_EXERCISE DESCRIPTION_:
Repeat only the stretch of lines below that runs from the line with "hey so can you find the handrail" through the line with "hey so can you find the white cloud", unaltered.

★ ★ ★ ★ ★

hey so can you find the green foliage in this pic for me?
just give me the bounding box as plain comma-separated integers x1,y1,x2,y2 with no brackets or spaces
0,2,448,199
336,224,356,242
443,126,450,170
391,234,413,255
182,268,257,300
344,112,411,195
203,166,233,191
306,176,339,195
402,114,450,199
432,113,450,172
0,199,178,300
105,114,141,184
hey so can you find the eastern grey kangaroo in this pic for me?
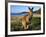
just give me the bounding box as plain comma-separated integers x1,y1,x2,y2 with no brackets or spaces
21,7,33,30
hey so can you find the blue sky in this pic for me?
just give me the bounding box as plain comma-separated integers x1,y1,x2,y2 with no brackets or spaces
10,5,41,13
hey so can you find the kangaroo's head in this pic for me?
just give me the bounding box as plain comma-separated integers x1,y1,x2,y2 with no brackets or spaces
28,7,33,12
28,7,34,16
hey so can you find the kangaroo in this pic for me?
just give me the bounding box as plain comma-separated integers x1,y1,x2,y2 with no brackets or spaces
21,7,33,30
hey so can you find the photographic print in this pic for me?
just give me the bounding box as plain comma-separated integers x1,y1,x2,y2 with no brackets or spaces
7,1,45,36
11,5,41,31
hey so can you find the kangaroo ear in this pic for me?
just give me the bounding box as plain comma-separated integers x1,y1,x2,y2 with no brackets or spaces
32,7,33,10
28,7,31,10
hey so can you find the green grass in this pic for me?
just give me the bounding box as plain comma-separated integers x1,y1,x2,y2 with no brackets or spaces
11,17,41,31
30,17,41,30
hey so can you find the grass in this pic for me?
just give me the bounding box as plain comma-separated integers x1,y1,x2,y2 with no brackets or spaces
11,17,41,31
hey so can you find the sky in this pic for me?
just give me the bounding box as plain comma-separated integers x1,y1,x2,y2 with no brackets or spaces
10,5,41,13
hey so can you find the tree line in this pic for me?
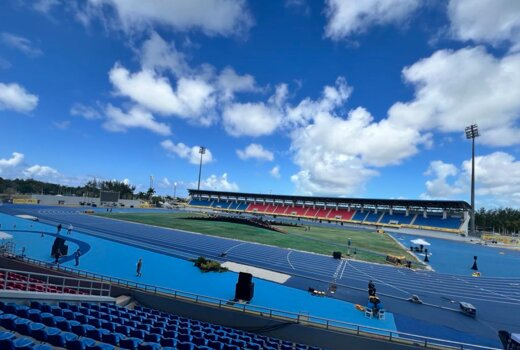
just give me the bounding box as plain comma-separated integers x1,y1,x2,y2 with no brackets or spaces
0,178,137,199
476,208,520,234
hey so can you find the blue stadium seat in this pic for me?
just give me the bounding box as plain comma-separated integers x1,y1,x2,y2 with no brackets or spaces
119,337,143,350
0,313,18,330
138,342,162,350
68,337,97,350
176,342,194,350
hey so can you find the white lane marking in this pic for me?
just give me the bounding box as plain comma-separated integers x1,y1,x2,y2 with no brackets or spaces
286,250,295,270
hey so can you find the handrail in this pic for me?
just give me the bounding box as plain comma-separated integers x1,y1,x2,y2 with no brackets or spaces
0,260,111,296
4,253,499,350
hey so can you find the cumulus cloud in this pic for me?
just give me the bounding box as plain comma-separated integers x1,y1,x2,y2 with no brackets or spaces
83,0,253,36
422,160,464,199
448,0,520,51
103,104,171,135
0,82,38,113
0,152,24,174
270,165,281,178
197,173,239,191
1,33,43,57
161,140,213,165
388,47,520,146
236,144,274,161
324,0,420,40
222,84,287,137
23,165,61,179
422,152,520,206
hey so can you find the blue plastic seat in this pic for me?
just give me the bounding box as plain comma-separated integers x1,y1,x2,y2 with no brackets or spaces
196,346,212,350
69,305,80,312
0,331,16,348
100,320,116,332
62,309,75,320
39,304,52,313
87,317,102,328
221,344,240,350
149,326,163,335
39,313,56,327
136,324,150,331
15,305,30,319
119,337,143,350
68,337,97,350
102,332,125,346
48,331,78,347
192,336,207,347
0,313,18,330
115,324,130,335
177,333,192,343
13,318,32,335
176,341,194,350
86,327,110,341
56,318,74,332
132,328,147,337
86,343,115,350
143,333,161,343
58,302,71,309
12,336,35,349
50,305,63,317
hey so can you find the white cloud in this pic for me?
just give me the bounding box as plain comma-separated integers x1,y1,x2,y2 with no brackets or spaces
23,165,61,179
139,31,189,76
422,160,463,199
217,67,257,101
324,0,420,40
70,103,103,120
222,84,287,137
33,0,60,14
388,47,520,146
270,165,281,178
422,152,520,206
109,63,216,126
103,104,171,135
196,173,239,191
161,140,213,165
85,0,253,36
0,82,38,113
1,33,42,57
236,143,274,161
448,0,520,51
0,152,24,174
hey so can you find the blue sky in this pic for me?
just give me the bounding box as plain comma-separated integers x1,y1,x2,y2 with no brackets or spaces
1,0,520,207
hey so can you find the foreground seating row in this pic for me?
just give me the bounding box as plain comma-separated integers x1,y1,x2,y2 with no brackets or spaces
0,300,323,350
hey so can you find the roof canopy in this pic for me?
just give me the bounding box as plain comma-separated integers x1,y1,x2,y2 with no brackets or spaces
188,189,471,211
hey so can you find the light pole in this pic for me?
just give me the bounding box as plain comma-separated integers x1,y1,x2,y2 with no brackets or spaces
173,182,177,199
465,124,480,237
197,146,206,191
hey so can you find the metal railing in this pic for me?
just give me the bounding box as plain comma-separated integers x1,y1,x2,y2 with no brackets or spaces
0,263,111,296
3,253,499,350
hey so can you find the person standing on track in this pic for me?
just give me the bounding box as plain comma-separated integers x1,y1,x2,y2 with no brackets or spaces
54,249,62,264
136,258,143,277
74,249,81,266
57,224,62,234
67,224,73,235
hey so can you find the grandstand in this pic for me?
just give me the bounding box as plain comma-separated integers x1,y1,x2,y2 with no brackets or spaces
187,190,470,235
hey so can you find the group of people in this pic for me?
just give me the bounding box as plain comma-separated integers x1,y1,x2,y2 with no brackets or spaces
367,280,383,316
53,248,82,266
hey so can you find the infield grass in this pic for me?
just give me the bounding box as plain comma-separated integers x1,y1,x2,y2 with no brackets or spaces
95,212,420,266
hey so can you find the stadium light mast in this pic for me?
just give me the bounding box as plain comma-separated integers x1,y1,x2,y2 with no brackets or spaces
173,182,177,199
197,146,206,191
465,124,480,237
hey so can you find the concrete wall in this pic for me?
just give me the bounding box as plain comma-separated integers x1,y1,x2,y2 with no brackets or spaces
30,194,142,208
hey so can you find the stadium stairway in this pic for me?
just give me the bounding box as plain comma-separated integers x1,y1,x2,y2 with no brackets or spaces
0,300,325,350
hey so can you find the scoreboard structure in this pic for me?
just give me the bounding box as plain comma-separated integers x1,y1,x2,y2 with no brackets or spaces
100,191,120,203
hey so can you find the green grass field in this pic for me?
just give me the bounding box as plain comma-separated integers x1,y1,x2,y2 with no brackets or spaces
95,212,420,266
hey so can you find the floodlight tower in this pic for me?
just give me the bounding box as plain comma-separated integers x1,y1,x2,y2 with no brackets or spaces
197,146,206,191
465,124,480,237
173,182,177,199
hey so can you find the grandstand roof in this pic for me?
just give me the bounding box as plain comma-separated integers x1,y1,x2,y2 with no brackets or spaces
188,189,471,210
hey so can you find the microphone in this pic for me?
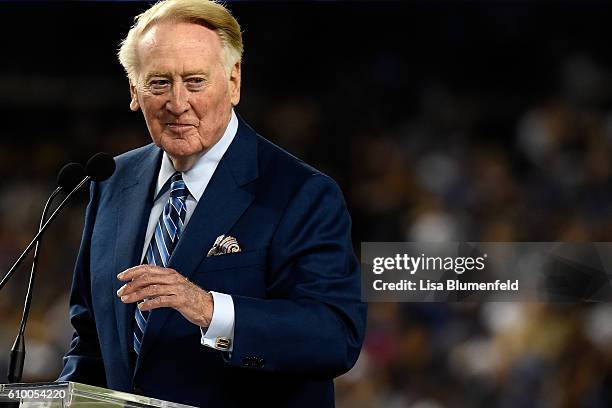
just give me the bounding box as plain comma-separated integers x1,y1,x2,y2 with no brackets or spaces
58,162,86,191
0,153,115,293
86,152,116,182
6,163,85,383
3,153,114,383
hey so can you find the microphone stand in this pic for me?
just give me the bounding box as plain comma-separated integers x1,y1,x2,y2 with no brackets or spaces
7,187,62,383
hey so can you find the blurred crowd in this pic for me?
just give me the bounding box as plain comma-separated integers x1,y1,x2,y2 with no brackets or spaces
2,1,612,407
311,51,612,407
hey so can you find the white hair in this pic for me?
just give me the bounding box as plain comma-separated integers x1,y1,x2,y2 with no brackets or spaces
118,0,243,83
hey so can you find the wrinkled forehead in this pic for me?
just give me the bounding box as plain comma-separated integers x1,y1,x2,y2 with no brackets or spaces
136,20,224,69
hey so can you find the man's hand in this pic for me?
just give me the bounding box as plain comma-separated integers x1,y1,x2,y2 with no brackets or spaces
116,265,213,327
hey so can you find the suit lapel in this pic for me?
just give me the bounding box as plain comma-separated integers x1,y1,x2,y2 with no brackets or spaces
136,117,259,367
110,145,161,376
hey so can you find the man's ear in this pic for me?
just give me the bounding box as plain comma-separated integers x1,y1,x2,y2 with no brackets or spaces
129,82,140,111
229,61,241,106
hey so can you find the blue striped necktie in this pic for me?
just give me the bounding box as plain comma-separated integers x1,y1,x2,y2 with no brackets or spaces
133,172,189,355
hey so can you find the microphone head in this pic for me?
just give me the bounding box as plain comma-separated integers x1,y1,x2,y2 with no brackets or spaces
85,152,116,182
57,162,85,190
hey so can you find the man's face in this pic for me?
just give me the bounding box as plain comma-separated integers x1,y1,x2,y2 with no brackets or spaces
130,21,240,168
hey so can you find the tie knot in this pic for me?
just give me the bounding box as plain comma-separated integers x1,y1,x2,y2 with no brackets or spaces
169,172,189,199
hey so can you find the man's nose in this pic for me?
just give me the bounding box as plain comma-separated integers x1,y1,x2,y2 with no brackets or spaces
166,84,190,115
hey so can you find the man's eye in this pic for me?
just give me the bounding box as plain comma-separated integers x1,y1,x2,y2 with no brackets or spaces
149,80,170,89
186,78,205,87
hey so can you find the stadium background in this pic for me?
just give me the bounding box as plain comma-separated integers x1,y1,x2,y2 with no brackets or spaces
1,1,612,406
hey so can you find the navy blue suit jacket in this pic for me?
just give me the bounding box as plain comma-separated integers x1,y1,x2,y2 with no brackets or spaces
58,117,367,407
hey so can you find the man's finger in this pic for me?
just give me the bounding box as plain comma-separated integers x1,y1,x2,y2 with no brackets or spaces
120,284,180,304
117,273,181,296
117,264,175,281
137,294,178,311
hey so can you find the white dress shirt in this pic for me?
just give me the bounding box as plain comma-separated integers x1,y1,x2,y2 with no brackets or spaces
139,110,238,351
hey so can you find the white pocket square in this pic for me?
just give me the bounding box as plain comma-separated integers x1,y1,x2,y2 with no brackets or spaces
207,235,241,257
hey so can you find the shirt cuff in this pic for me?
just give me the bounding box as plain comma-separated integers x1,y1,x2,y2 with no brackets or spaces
200,291,235,352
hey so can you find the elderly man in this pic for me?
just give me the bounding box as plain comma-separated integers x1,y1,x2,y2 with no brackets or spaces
58,0,366,406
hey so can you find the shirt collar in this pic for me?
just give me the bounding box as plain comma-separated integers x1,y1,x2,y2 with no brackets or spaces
155,109,239,202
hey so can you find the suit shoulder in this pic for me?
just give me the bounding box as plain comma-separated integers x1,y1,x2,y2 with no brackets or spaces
109,144,160,181
93,144,159,194
113,144,159,169
247,134,347,219
255,135,334,187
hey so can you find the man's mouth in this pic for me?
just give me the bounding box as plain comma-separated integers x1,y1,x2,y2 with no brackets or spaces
166,123,195,130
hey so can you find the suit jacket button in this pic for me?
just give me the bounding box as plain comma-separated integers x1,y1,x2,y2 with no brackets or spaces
243,356,264,368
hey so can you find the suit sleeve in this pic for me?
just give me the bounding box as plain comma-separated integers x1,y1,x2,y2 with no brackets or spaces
57,183,107,387
228,174,367,378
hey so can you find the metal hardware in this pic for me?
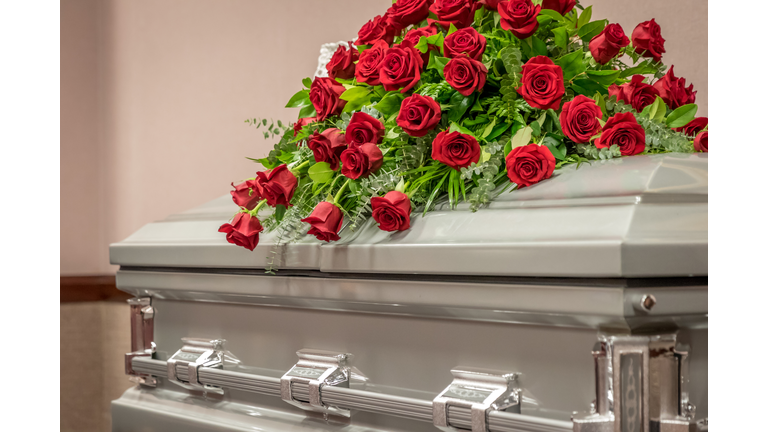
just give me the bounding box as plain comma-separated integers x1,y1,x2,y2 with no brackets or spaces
433,367,522,432
124,297,156,387
572,333,698,432
166,338,240,395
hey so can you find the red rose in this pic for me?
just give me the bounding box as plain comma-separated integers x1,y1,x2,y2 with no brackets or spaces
444,54,488,96
254,164,298,207
218,212,264,251
371,191,412,232
594,112,646,156
293,117,316,137
396,94,442,137
505,144,556,188
387,0,433,31
589,23,629,65
340,143,383,180
356,40,388,86
403,25,439,62
608,75,660,112
356,14,396,46
326,42,358,80
653,66,696,109
444,27,487,60
541,0,575,16
431,130,481,170
379,42,424,93
632,19,665,63
517,56,565,110
230,179,261,210
310,77,346,121
308,128,347,170
429,0,479,29
302,202,343,242
478,0,501,11
674,117,707,137
498,0,540,39
693,131,707,153
560,95,603,144
345,112,385,148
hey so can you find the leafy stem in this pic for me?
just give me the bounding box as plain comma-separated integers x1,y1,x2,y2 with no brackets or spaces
333,178,350,205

★ ★ ★ ★ ★

_RESPONSE TO THE TASK_:
hey so can you find the handrail in this pic for me?
just give me the bounding box as plain comma-separated integers x1,y1,x2,y2 with no brackets or spaces
0,260,111,296
4,253,499,350
hey so can you find the cumulus cloud in this pic for me?
just give me the bounding box as plain comma-separated integers x1,y1,x2,y2 with no brackets or spaces
83,0,253,36
422,160,464,199
448,0,520,51
103,104,171,135
0,82,38,113
0,152,24,174
270,165,281,178
197,173,239,191
1,33,43,57
161,140,213,165
388,47,520,146
236,144,274,161
324,0,420,40
222,84,287,137
23,165,61,179
422,152,520,206
hey so can you find the blue plastic seat in this pic for me?
just give me the bounding box as plain comma-separated integers x1,y1,x2,y2 with no brackets or spaces
196,346,212,350
69,305,80,312
0,331,16,348
100,320,116,332
62,309,75,320
39,304,52,313
87,317,102,328
221,344,240,350
149,326,163,335
39,313,56,327
136,324,150,331
15,305,30,319
119,337,143,350
68,337,97,350
102,332,125,346
48,331,78,347
192,336,207,347
0,313,18,330
115,324,130,335
177,333,192,343
13,318,32,335
176,341,194,350
86,327,110,341
56,318,74,332
132,328,147,337
86,343,115,350
143,333,161,343
58,302,71,309
12,336,35,349
50,305,63,317
hey so can you find the white cloud in this pic for me?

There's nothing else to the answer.